[Stored data — start]

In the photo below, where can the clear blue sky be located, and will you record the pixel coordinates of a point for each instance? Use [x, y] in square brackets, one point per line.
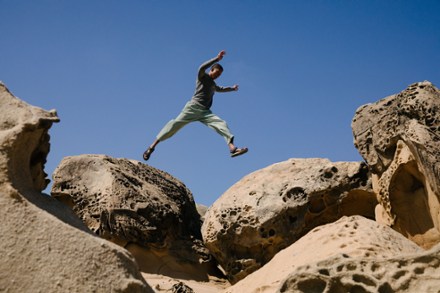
[117, 71]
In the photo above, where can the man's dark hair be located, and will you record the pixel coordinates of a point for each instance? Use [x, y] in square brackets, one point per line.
[216, 65]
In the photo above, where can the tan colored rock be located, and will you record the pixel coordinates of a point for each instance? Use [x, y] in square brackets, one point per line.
[145, 210]
[271, 208]
[399, 137]
[43, 245]
[353, 254]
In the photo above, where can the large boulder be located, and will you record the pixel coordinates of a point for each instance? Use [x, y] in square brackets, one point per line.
[353, 254]
[44, 247]
[271, 208]
[399, 138]
[145, 210]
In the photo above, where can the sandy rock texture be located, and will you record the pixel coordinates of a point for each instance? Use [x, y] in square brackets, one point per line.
[354, 254]
[44, 247]
[145, 210]
[399, 138]
[271, 208]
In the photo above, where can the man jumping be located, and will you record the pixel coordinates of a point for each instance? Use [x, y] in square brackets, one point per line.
[198, 109]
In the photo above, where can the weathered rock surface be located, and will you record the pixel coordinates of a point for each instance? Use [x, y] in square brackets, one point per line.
[44, 247]
[146, 210]
[353, 254]
[270, 209]
[399, 138]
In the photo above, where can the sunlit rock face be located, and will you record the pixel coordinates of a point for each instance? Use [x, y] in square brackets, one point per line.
[141, 208]
[271, 208]
[399, 138]
[353, 254]
[44, 247]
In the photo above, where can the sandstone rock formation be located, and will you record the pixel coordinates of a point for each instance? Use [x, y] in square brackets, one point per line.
[399, 138]
[353, 254]
[271, 208]
[139, 207]
[43, 245]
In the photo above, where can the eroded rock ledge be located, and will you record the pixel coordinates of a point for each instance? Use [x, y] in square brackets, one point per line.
[43, 245]
[139, 207]
[399, 138]
[271, 208]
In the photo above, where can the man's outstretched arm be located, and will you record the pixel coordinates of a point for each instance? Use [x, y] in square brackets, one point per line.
[210, 62]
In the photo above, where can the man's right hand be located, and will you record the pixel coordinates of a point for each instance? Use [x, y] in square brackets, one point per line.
[221, 54]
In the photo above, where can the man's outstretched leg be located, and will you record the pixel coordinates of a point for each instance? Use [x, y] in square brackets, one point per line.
[221, 127]
[235, 151]
[150, 150]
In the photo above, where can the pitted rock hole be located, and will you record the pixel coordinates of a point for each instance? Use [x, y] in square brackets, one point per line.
[296, 193]
[407, 195]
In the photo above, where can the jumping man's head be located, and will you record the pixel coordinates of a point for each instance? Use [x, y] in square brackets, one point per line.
[216, 71]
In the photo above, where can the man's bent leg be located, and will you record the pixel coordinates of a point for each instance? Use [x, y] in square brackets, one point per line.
[219, 125]
[186, 116]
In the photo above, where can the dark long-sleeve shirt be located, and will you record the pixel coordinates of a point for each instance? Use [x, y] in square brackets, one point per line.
[206, 87]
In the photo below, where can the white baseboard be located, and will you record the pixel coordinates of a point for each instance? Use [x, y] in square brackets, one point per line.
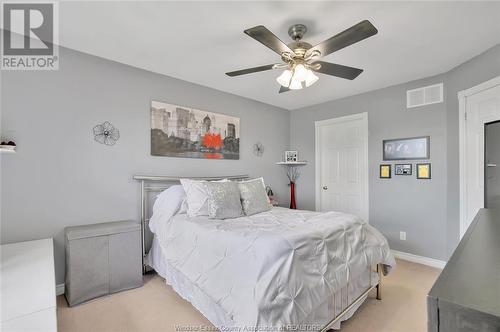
[60, 289]
[419, 259]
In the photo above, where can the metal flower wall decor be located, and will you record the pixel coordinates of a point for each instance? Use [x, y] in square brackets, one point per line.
[106, 133]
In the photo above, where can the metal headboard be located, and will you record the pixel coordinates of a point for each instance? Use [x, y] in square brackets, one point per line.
[158, 183]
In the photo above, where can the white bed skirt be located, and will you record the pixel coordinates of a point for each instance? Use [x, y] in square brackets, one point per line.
[222, 320]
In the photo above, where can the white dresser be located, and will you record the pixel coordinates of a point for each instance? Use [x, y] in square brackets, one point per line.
[28, 292]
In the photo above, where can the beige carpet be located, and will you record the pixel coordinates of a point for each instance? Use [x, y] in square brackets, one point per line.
[156, 307]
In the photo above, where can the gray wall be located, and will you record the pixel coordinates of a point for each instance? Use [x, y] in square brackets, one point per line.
[402, 203]
[492, 155]
[426, 209]
[61, 177]
[473, 72]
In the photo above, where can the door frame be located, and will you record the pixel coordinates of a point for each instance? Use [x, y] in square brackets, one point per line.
[462, 105]
[364, 168]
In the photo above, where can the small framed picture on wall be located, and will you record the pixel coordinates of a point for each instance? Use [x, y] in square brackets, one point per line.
[291, 156]
[385, 171]
[424, 171]
[402, 169]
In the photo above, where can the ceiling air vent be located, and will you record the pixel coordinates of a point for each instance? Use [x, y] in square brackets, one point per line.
[426, 95]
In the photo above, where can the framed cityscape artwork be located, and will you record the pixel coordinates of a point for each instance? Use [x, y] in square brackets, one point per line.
[179, 131]
[407, 148]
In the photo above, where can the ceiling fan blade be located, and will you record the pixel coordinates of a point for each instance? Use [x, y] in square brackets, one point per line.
[266, 37]
[283, 89]
[354, 34]
[250, 70]
[334, 69]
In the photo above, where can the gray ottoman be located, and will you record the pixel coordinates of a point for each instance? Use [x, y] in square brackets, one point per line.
[102, 259]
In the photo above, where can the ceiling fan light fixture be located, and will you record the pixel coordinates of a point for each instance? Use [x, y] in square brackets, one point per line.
[300, 72]
[295, 84]
[284, 78]
[311, 78]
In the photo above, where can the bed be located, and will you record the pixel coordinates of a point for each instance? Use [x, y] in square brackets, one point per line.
[277, 270]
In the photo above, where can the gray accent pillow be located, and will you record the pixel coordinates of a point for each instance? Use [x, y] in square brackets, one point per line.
[253, 196]
[223, 200]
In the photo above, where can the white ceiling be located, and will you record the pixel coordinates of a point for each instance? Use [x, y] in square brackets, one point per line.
[200, 41]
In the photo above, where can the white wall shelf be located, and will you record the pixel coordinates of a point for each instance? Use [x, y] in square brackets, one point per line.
[296, 163]
[7, 151]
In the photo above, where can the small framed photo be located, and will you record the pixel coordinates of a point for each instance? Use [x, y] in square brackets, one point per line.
[402, 169]
[424, 171]
[385, 171]
[291, 156]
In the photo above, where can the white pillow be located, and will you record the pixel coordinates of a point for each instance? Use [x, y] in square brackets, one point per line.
[196, 197]
[168, 203]
[254, 198]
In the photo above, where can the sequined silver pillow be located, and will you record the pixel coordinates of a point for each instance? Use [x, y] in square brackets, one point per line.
[253, 196]
[223, 200]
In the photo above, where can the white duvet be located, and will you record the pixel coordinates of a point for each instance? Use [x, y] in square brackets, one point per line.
[274, 268]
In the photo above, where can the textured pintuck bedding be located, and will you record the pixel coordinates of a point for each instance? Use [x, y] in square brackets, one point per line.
[274, 268]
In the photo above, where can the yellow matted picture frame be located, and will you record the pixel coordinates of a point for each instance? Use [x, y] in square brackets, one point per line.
[385, 171]
[424, 171]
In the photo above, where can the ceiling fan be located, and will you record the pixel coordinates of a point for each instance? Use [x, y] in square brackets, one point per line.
[300, 59]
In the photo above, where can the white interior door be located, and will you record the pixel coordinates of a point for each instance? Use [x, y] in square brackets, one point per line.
[480, 108]
[342, 165]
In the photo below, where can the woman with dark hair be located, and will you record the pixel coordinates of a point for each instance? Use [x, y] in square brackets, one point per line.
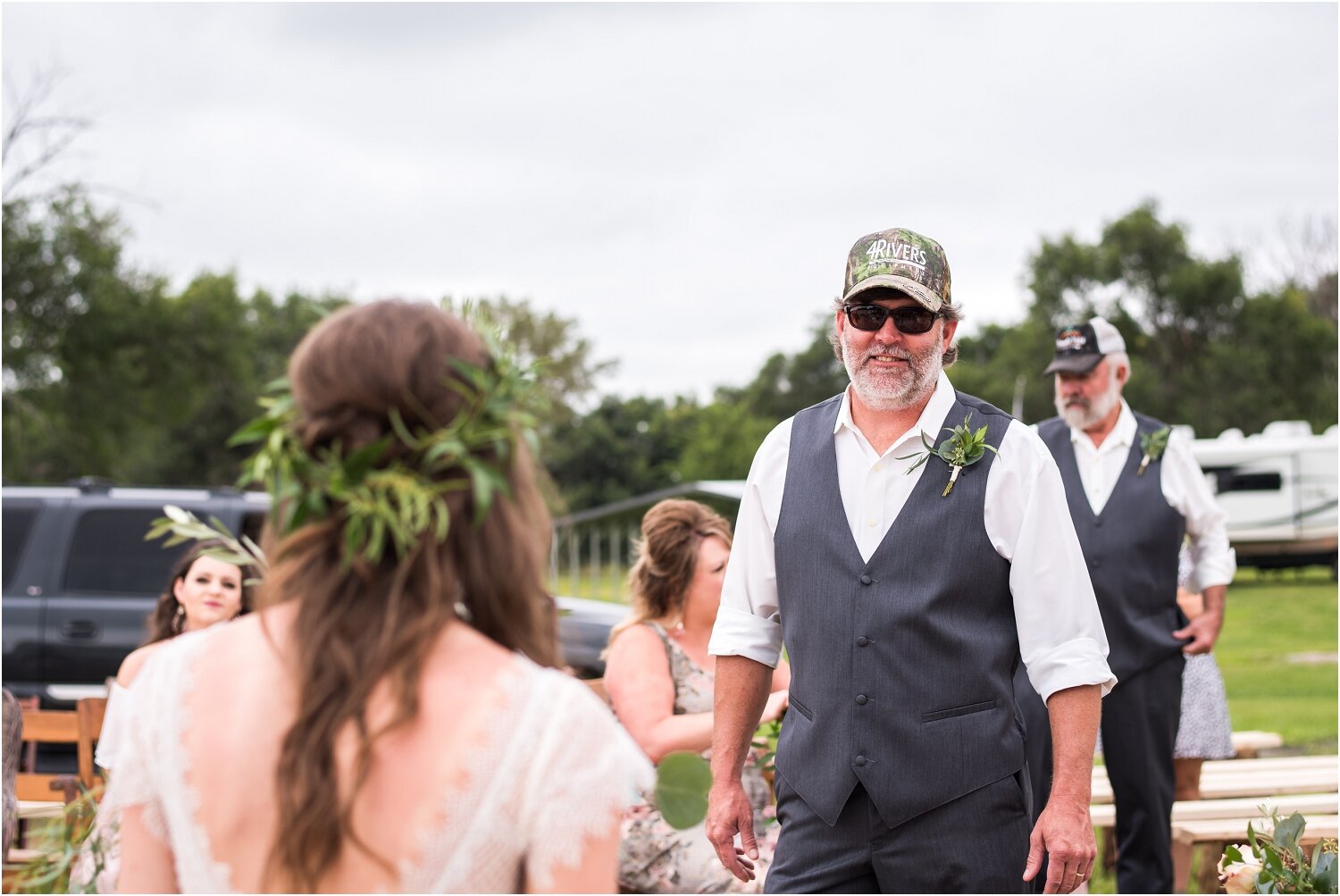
[201, 592]
[659, 679]
[389, 718]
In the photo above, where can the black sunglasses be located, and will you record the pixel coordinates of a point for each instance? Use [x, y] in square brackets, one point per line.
[908, 319]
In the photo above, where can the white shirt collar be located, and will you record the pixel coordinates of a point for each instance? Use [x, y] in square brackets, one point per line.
[1122, 434]
[930, 421]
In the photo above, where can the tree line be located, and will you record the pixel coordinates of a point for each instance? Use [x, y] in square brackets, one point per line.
[110, 373]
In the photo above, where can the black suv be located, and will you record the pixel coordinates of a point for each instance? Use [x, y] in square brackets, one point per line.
[80, 582]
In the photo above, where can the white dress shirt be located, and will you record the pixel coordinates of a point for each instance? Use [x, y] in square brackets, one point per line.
[1185, 488]
[1060, 631]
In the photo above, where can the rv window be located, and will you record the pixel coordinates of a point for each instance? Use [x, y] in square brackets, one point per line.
[1233, 480]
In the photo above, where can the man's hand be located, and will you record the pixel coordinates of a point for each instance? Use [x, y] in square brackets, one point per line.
[1205, 628]
[729, 813]
[1066, 836]
[1203, 631]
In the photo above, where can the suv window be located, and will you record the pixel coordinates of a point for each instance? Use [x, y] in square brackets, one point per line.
[16, 525]
[110, 555]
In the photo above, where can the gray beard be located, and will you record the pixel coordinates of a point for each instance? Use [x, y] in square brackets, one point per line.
[878, 393]
[1087, 415]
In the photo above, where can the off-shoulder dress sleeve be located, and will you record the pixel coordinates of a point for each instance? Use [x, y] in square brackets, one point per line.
[586, 772]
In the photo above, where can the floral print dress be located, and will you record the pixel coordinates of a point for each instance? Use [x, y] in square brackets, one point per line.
[657, 858]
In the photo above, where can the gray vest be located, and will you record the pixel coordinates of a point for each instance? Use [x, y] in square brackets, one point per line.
[1131, 549]
[900, 667]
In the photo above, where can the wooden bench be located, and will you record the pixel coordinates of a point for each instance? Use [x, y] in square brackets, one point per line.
[1227, 778]
[1232, 793]
[1104, 816]
[1219, 832]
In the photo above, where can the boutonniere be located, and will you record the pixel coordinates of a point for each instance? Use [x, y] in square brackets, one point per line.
[964, 448]
[1152, 445]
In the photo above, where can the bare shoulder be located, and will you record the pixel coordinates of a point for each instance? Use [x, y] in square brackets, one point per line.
[635, 647]
[131, 665]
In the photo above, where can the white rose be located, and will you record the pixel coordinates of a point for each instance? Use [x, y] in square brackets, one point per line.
[1240, 876]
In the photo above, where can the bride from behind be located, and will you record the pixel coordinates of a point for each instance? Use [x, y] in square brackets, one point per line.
[389, 719]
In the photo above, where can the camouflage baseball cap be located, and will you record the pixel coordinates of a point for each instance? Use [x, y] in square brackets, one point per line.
[900, 260]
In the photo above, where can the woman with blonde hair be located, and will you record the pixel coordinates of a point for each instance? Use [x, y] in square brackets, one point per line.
[389, 718]
[659, 679]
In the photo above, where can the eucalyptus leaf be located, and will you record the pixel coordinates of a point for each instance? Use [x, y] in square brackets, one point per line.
[683, 783]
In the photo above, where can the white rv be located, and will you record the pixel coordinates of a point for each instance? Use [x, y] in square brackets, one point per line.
[1278, 488]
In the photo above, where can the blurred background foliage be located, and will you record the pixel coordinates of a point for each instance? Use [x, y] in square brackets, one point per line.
[110, 373]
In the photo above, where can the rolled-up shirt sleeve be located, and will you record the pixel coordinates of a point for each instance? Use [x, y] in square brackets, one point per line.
[748, 622]
[1060, 630]
[1187, 491]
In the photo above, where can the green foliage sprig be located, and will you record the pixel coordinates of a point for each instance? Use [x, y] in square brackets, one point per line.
[1152, 445]
[185, 526]
[1275, 863]
[74, 850]
[393, 504]
[964, 448]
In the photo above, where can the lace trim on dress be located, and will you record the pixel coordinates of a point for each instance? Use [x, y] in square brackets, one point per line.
[447, 850]
[586, 772]
[197, 869]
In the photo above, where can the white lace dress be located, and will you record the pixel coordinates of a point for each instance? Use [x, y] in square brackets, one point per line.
[555, 766]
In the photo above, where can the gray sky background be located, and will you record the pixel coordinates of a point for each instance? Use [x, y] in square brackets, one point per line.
[683, 180]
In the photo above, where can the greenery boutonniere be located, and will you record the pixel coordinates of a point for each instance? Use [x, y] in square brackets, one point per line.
[1152, 445]
[962, 448]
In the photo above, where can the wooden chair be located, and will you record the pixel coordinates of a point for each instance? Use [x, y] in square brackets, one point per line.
[90, 713]
[47, 726]
[80, 727]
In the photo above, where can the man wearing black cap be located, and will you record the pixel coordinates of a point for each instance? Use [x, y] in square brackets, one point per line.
[906, 587]
[1134, 491]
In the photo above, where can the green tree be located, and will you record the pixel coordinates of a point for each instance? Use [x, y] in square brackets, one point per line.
[619, 448]
[1202, 351]
[568, 369]
[107, 374]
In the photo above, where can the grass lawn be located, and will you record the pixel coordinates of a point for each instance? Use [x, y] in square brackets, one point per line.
[1275, 620]
[1276, 628]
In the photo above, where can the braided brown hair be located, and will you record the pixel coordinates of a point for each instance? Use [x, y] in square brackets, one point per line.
[364, 623]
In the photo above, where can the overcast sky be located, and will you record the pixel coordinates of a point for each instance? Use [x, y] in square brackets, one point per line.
[683, 180]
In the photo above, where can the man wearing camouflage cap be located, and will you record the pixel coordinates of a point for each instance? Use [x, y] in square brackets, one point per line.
[1134, 491]
[905, 590]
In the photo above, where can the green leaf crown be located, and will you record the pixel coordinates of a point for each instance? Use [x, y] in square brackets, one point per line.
[394, 504]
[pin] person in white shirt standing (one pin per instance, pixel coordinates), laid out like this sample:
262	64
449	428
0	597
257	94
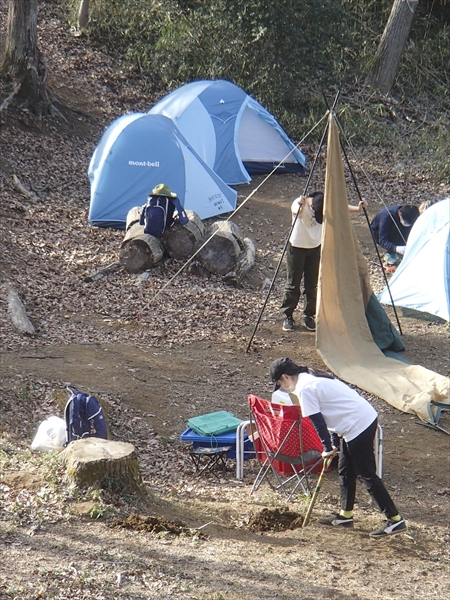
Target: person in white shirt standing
334	407
303	258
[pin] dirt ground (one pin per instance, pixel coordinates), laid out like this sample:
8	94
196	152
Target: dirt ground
156	362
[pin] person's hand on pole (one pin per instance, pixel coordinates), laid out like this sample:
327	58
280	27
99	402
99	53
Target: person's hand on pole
329	454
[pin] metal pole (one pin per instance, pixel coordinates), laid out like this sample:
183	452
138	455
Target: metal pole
289	235
368	224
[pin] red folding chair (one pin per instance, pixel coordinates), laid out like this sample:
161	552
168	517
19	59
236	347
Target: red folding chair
286	445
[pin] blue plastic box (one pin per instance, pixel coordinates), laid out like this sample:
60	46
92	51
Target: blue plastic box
225	439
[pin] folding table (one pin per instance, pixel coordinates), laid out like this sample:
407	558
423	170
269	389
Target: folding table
240	446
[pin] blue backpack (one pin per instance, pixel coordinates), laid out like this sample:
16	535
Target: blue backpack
84	417
158	214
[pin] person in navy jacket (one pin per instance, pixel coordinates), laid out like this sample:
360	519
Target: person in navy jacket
391	227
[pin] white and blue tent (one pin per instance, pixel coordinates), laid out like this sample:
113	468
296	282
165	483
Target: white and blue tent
139	151
421	284
232	132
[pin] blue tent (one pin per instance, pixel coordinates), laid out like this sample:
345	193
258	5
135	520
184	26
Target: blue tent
422	281
232	132
139	151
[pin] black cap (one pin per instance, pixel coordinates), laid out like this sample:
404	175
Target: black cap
284	366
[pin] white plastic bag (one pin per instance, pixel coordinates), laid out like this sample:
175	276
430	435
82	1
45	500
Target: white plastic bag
51	435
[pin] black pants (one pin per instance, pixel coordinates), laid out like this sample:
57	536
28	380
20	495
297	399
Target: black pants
357	460
301	262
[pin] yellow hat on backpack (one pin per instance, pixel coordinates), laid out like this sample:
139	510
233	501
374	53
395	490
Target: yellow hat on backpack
163	190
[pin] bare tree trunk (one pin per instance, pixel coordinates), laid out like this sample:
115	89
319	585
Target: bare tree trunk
23	64
385	65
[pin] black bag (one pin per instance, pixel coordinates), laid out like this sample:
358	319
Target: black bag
157	215
84	417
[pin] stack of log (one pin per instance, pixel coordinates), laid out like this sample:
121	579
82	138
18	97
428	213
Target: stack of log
221	248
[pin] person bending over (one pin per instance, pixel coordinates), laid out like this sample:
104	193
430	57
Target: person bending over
334	407
303	257
391	228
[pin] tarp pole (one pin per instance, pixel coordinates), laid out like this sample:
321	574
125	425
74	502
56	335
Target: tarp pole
261	312
368	223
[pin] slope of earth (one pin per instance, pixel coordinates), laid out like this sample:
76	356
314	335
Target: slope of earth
157	362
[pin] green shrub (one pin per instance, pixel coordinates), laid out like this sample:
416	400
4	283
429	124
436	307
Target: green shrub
286	53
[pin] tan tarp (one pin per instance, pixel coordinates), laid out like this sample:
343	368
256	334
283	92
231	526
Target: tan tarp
343	338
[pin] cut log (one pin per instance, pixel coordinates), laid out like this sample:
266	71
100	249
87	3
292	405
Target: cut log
107	464
245	262
139	251
180	241
17	312
221	253
104	272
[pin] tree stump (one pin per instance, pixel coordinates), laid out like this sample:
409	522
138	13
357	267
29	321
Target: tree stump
244	263
18	313
139	251
107	464
221	253
180	241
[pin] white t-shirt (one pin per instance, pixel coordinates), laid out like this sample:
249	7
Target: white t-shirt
307	233
345	412
280	397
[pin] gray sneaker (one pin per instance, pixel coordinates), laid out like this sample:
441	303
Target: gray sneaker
389	528
288	323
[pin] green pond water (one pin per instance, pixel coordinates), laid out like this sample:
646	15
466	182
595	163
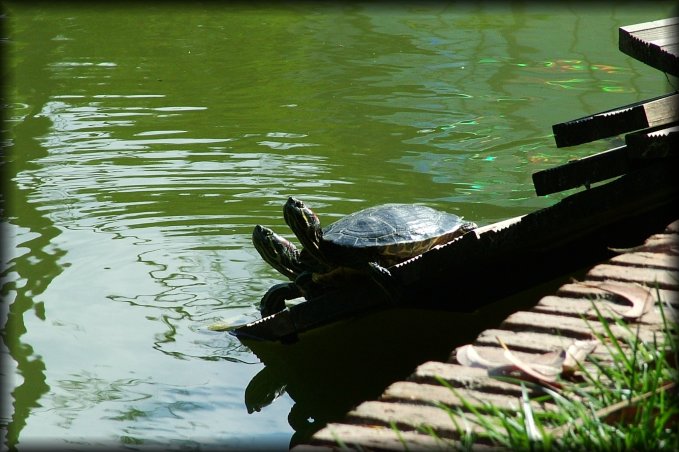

[Stored data — finish]

• What to work on
Transcribe every line from the one containing "[pin] black bag" to the end of the listing, exactly and exclusively. Do not carry any picture over.

• Result below
[pin] black bag (one pin per instance, pixel coordinates), laid out like this sample:
358	319
Target: black bag
157	215
84	417
[pin] stack of log (one pin per instance, pixel coordinates), laid out like this sample:
121	579
82	138
18	97
428	213
Target: stack of log
221	248
[pin] person bending over (one pin per instance, pixel coordinates), laid out like this sample:
104	193
430	57
Target: person bending over
334	407
303	257
391	228
[pin] tarp pole (one pin per instance, pixel coordinates), laid out like this sample:
321	574
125	425
74	502
56	335
Target: tarp pole
261	312
368	223
[pin] slope of earth (one pin per instance, pixel coordinates), laid out like this sample:
76	356
314	335
Target: slope of earth
157	362
[pin] green shrub (one pin per instance, pixel coordinates), laid out like this sample:
416	400
4	283
429	124
436	307
Target: green shrub
286	53
[pin] tan tarp (one pin per instance, pixel coordinates), laid out like this sample:
343	368
256	334
283	92
231	526
Target: tan tarp
343	338
[pin] cut log (one pin per instance, pixel coordinates), laid out like this sample:
266	71
100	249
87	3
292	405
Target: cut log
107	464
245	262
139	251
180	241
17	312
221	253
104	272
[pin] tree stump (one pin per instance, pixel coordinates), laid out like this sample:
409	522
138	13
357	267
29	321
Target: tree stump
244	263
18	313
139	251
107	464
221	253
180	241
[pin] white t-shirt (one pin per instance, pixel coordinates), laid out like this sample:
249	7
Target: white t-shirt
307	233
345	412
280	397
[pin] gray sneaker (one pin per instance, pixel coordinates), laid out like this sample:
441	303
Target: gray sneaker
389	528
288	323
[pin] green pond water (one pin per instance, pixel coordinates), laid out like this sample:
646	15
466	182
595	163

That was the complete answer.